__Instruction__
Lay out as a Markdown table the lines below, from the line containing "Guideline: for every instance of the shoreline, drop" through the end of the rows, both ends included. Use the columns No. and Line, number each line, and leave out blank lines.
_ _ _ _ _
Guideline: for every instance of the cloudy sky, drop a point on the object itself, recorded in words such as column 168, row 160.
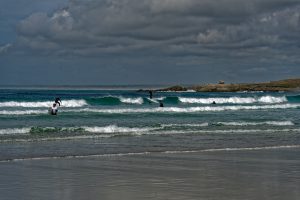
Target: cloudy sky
column 100, row 42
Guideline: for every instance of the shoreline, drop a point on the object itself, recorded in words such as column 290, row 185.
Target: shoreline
column 287, row 85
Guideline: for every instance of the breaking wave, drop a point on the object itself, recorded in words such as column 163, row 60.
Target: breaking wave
column 165, row 110
column 234, row 100
column 39, row 104
column 189, row 109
_ _ _ _ _
__Solution to the exercise__
| No. | Line |
|---|---|
| 1 | Guideline: for every instance of the shoreline, drop a point on the object itself, recorded in words such as column 290, row 185. |
| 2 | Target: shoreline |
| 3 | column 287, row 85 |
| 4 | Guideline: for every instance of the breaking wave, drop a point on the object itself, recorded in words such as column 163, row 60. |
| 5 | Target: breaking wave |
| 6 | column 165, row 110 |
| 7 | column 234, row 100 |
| 8 | column 39, row 104 |
| 9 | column 189, row 109 |